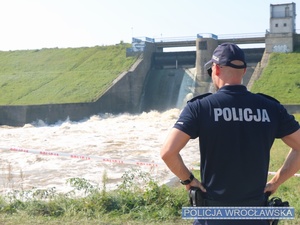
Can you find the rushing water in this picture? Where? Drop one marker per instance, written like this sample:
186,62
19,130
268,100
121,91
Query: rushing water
124,137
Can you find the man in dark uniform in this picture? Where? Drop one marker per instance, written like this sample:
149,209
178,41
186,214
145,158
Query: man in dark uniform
236,130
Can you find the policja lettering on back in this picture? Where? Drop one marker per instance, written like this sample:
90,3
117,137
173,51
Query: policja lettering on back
239,114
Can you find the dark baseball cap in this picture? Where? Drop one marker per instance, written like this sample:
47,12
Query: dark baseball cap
224,54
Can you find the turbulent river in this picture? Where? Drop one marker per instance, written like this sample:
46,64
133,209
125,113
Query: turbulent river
122,140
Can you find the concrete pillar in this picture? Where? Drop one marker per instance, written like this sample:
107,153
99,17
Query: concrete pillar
204,51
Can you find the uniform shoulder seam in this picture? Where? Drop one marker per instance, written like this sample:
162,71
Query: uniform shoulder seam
268,97
200,97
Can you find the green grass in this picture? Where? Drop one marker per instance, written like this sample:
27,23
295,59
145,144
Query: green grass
137,200
60,75
281,78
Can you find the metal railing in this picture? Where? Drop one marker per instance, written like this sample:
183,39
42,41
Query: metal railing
209,35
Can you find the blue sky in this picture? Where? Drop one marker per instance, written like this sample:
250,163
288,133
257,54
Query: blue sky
35,24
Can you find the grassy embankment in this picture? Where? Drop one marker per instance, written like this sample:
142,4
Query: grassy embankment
136,203
60,75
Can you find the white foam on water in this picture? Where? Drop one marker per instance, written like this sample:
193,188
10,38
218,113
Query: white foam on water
124,137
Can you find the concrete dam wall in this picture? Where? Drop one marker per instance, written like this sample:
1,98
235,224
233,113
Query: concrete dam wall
158,81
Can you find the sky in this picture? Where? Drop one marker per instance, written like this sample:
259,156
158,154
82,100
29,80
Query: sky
36,24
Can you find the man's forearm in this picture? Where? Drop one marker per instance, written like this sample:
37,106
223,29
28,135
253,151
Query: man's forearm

================

**Stated task:** Could you write out every item above word for word, leaving the pictures out?

**Task answer:**
Can you find the rushing water in this picture? Where? Drop one marker per instance, written like this sample:
186,62
19,130
268,100
121,91
Query: rushing water
124,137
Can you find the man in dark uniform in this picture? Where? Drop one marker per instance, written like this sample:
149,209
178,41
186,214
145,158
Query: man in dark uniform
236,130
Can you find the policja lettering on back in this picture? Where? Drop one marker per instance, written like this sample:
90,3
117,137
173,51
Query: policja lettering on back
239,114
Can you find the dark baseball cap in this picture? Where? Drop one marker per instance, written like this sample:
47,12
Query: dark baseball cap
224,54
Can you find the turbulent river in this picture? Where? Drop one marker per instance, written like this sample:
46,64
133,209
125,113
Query: turbulent river
122,140
Can you find the concrete pillar in this picture? Where? Drop one marker per instance, written like this sample:
107,153
99,17
Query: concrete pillar
204,51
Can you find the uniform shoulder seam in this picture? Where? Drop one marker per instance, written like this sample:
162,71
Query: uniform shoulder seam
268,97
200,97
Can you find the green grass in this picture? Where? Drop one marker per instance, written like this sample:
27,23
295,59
145,144
Query: green grass
137,200
60,75
281,78
Can you find the metal railing in this picture? Where? Drop one marker per instance, written like this sample:
183,39
42,41
Query: metal railing
209,35
Can you find the blue sky in this picture? Where? Drop one marker per instance, written like this sample:
250,163
288,133
257,54
Query: blue sky
35,24
Can you find the grassy embankment in this picture? Where? Drop one marker per instance, written like this sample:
142,4
Query: grassy embankment
136,203
60,75
Can you find the white foam on water in this picture? Where? Drop one marker per instance, written like this sample:
193,188
10,38
218,113
Query: white foam on water
124,137
Can you find the concrete dam wall in this picture? Where? Drop one marker per instance, written like this sample:
1,98
235,224
233,113
Query: concrete dam wall
158,81
Can you find the sky in this picture? Where? Drop one marker per instance, written like this sample:
259,156
158,154
82,100
29,80
Query: sky
36,24
Can you find the man's forearm in this picture? Where? Drop one marker per instance, written like this sample:
37,106
223,29
28,135
253,151
Query: man's forearm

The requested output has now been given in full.